Convert every line of the items below into a numbered list, omitting any blank lines.

[Entries from a pointing dataset]

— START —

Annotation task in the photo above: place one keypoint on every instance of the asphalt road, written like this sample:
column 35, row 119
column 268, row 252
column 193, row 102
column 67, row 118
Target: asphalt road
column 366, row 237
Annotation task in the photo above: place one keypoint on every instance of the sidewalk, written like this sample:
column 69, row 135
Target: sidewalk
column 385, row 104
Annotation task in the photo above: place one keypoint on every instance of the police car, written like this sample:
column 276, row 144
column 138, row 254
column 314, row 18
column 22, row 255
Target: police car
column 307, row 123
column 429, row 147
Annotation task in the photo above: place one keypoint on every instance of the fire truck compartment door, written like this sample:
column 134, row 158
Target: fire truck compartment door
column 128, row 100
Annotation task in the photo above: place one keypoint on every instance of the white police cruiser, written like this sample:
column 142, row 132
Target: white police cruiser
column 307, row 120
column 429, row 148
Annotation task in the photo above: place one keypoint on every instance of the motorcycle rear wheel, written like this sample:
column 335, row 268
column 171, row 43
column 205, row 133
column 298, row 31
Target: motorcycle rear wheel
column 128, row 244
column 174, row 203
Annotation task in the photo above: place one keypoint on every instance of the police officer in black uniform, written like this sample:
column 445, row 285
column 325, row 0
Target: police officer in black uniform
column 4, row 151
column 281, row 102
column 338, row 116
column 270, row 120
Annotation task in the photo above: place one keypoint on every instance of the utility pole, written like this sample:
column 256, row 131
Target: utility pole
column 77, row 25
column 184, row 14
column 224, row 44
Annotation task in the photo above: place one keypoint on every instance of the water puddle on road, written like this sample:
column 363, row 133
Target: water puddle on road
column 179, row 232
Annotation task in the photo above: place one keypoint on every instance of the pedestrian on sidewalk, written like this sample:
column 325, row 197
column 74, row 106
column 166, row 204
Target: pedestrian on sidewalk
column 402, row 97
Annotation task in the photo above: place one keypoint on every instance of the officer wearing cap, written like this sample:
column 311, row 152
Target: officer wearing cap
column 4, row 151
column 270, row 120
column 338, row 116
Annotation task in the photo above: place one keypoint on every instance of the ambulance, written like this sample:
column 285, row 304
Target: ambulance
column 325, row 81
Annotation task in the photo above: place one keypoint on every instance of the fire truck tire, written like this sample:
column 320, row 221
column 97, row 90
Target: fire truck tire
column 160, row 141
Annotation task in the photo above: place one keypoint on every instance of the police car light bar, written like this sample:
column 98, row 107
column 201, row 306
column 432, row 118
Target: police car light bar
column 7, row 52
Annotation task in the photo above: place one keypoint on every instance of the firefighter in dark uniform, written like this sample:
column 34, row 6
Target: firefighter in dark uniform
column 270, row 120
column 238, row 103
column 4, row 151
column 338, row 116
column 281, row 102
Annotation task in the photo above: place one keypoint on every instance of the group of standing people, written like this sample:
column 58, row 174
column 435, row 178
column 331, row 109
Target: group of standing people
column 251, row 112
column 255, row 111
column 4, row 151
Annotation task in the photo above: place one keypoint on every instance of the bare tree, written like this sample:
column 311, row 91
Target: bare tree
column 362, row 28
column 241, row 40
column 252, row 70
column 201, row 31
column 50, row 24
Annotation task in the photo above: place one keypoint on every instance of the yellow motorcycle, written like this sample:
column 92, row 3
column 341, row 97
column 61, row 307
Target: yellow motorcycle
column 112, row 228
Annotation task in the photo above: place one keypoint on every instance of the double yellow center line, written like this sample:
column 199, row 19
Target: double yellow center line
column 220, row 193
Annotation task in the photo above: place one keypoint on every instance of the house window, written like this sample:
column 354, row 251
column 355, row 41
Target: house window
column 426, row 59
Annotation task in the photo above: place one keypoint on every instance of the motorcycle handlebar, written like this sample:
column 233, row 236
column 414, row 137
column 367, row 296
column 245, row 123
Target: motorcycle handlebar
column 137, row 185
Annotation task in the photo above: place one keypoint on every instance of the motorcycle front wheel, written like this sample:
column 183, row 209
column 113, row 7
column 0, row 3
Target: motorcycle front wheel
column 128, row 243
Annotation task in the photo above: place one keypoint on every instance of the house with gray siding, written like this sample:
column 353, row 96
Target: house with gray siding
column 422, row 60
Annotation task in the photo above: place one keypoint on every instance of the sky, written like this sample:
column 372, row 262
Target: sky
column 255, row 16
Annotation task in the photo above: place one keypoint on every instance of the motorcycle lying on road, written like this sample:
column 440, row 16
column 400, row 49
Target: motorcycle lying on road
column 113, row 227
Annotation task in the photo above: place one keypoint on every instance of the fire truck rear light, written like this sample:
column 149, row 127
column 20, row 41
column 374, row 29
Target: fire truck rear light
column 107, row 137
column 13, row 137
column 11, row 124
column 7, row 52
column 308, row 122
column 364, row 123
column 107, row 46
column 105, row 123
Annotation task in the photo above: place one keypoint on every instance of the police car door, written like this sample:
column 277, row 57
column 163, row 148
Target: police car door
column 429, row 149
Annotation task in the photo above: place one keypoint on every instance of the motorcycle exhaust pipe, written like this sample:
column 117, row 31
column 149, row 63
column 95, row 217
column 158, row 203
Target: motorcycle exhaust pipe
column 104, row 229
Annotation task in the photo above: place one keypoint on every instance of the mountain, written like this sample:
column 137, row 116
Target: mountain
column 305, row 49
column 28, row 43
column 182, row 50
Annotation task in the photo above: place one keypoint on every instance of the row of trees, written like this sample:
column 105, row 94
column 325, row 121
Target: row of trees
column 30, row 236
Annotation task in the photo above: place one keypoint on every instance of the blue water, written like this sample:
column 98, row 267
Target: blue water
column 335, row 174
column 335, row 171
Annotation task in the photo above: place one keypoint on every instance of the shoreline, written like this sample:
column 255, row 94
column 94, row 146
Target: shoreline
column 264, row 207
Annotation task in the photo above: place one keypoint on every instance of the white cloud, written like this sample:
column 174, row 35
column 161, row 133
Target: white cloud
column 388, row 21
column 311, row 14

— END —

◆ Written answer
1. Annotation task in the photo above: place one keypoint on every instance of the asphalt road, written like this sample:
2. column 35, row 119
3. column 268, row 252
4. column 193, row 102
5. column 67, row 118
6. Target: asphalt road
7. column 366, row 237
8. Annotation task in the photo above: place one keypoint on every instance of the sidewalk, written like this sample:
9. column 69, row 135
10. Target: sidewalk
11. column 385, row 104
12. Annotation task in the photo above: place one keypoint on every instance of the police car, written like this sample:
13. column 276, row 144
14. column 138, row 254
15. column 314, row 18
16. column 22, row 255
17. Target: police car
18. column 307, row 123
19. column 429, row 147
20. Annotation task in the photo above: place one keypoint on every instance of the fire truck compartment door, written like this sample:
21. column 134, row 158
22. Target: fire truck compartment door
23. column 128, row 100
24. Annotation task in the photo above: place one keypoint on every instance of the white police cruiser, written like this sample:
25. column 142, row 132
26. Target: white police cruiser
27. column 307, row 120
28. column 429, row 148
29. Annotation task in the photo above: place one keypoint on every instance of the motorcycle rear wheel, written like this sample:
30. column 335, row 268
31. column 171, row 43
32. column 205, row 133
33. column 298, row 31
34. Target: motorcycle rear wheel
35. column 128, row 244
36. column 174, row 203
37. Annotation task in the photo above: place one keypoint on every instance of the police officer in black uniform, written like this sample:
38. column 445, row 285
39. column 325, row 0
40. Target: police officer in black uniform
41. column 4, row 151
42. column 281, row 102
43. column 338, row 116
44. column 270, row 120
45. Annotation task in the photo above: place one keypoint on every instance of the utility pole, written like this sample:
46. column 256, row 131
47. Target: utility pole
48. column 77, row 25
49. column 184, row 14
50. column 224, row 44
51. Annotation task in the photo above: place one keypoint on every instance of the water puddle on road, written like this sample:
52. column 363, row 133
53. Target: water puddle on road
54. column 179, row 232
55. Annotation task in the photo above: place one keypoint on every instance of the pedestrian on sidewalk, written like this sample:
56. column 325, row 197
57. column 74, row 106
58. column 166, row 204
59. Target: pedestrian on sidewalk
60. column 402, row 97
61. Annotation task in the photo above: place one keypoint on every instance of the officer wearing cap, written like this sample:
62. column 311, row 152
63. Target: officer wearing cap
64. column 4, row 151
65. column 270, row 120
66. column 338, row 116
67. Annotation task in the photo above: place one keypoint on every instance of the ambulance, written like this sample:
68. column 285, row 304
69. Target: ambulance
70. column 325, row 81
71. Annotation task in the photo above: place one keypoint on every instance of the fire truck tire, written like this sample:
72. column 320, row 221
73. column 97, row 90
74. Target: fire truck tire
75. column 160, row 141
76. Annotation task in the photo above: place one keypoint on every instance of the police car light bar, written like this sample:
77. column 98, row 107
78. column 201, row 306
79. column 432, row 118
80. Target: police car light bar
81. column 7, row 52
82. Annotation task in the photo above: place one keypoint on every instance of the firefighter in dark uniform, written like this sample:
83. column 34, row 6
84. Target: firefighter in dark uniform
85. column 270, row 120
86. column 238, row 103
87. column 4, row 151
88. column 338, row 116
89. column 281, row 102
90. Annotation task in the photo above: place one keypoint on every instance of the group of standing people, written like this sample:
91. column 58, row 174
92. column 435, row 178
93. column 331, row 109
94. Target: group of standing people
95. column 251, row 112
96. column 255, row 111
97. column 4, row 151
98. Annotation task in the photo above: place one keypoint on every instance of the bare tree, written like this sample:
99. column 311, row 91
100. Target: bare tree
101. column 362, row 28
102. column 241, row 40
103. column 252, row 70
104. column 201, row 31
105. column 50, row 24
106. Annotation task in the photo above: place one keypoint on every instance of the yellow motorcycle, written like this sample:
107. column 92, row 3
108. column 341, row 97
109. column 61, row 307
110. Target: yellow motorcycle
111. column 112, row 228
112. Annotation task in the photo above: place one keypoint on every instance of the double yellow center line, written like this sample:
113. column 199, row 19
114. Target: double yellow center line
115. column 220, row 193
116. Annotation task in the photo above: place one keypoint on every instance of the house window, written like this sample:
117. column 354, row 251
118. column 355, row 41
119. Target: house window
120. column 426, row 59
121. Annotation task in the photo above: place one keypoint on every instance of the motorcycle handlebar, written like this sample:
122. column 233, row 236
123. column 414, row 137
124. column 367, row 296
125. column 245, row 123
126. Target: motorcycle handlebar
127. column 137, row 185
128. Annotation task in the photo above: place one keypoint on every instance of the motorcycle front wheel, written like this sample:
129. column 183, row 209
130. column 113, row 7
131. column 0, row 3
132. Target: motorcycle front wheel
133. column 128, row 243
134. Annotation task in the photo above: place one keypoint on every instance of the house with gray siding, written like this sample:
135. column 353, row 96
136. Target: house with gray siding
137. column 422, row 60
138. Annotation task in the photo above: place one keypoint on every instance of the sky, written like this sample:
139. column 372, row 262
140. Target: sky
141. column 255, row 16
142. Annotation task in the photo above: place one keypoint on every instance of the motorcycle lying on road, written like this sample:
143. column 440, row 16
144. column 400, row 49
145. Target: motorcycle lying on road
146. column 113, row 227
147. Annotation task in the photo above: place one keypoint on every instance of the fire truck rear light, written like this sample:
148. column 149, row 127
149. column 20, row 41
150. column 374, row 29
151. Target: fire truck rear light
152. column 107, row 137
153. column 13, row 137
154. column 11, row 124
155. column 7, row 52
156. column 308, row 122
157. column 364, row 123
158. column 107, row 46
159. column 105, row 123
160. Annotation task in the photo above: place one keypoint on every instance of the police car door, written like this sample:
161. column 277, row 57
162. column 163, row 148
163. Target: police car door
164. column 429, row 149
165. Annotation task in the photo above: place one keypoint on every instance of the motorcycle exhaust pipe, written like this sample:
166. column 117, row 31
167. column 149, row 63
168. column 95, row 217
169. column 158, row 203
170. Target: motorcycle exhaust pipe
171. column 104, row 229
172. Annotation task in the photo above: place one keypoint on every instance of the mountain, written like this sample:
173. column 137, row 116
174. Target: mountain
175. column 305, row 49
176. column 28, row 43
177. column 182, row 50
178. Annotation task in the photo above: place one keypoint on every instance of the row of trees, written like this sample:
179. column 105, row 94
180. column 325, row 121
181. Target: row of trees
182. column 30, row 236
183. Annotation task in the photo above: place one keypoint on every instance of the blue water, written like this sample:
184. column 98, row 267
185. Target: blue water
186. column 335, row 174
187. column 335, row 171
188. Annotation task in the photo above: place one keypoint on every instance of the shoreline, written like this sample:
189. column 255, row 94
190. column 94, row 146
191. Target: shoreline
192. column 264, row 207
193. Annotation task in the photo above: place one keypoint on every instance of the white cloud, written like this sample:
194. column 174, row 35
195. column 161, row 133
196. Target: white cloud
197. column 388, row 21
198. column 311, row 14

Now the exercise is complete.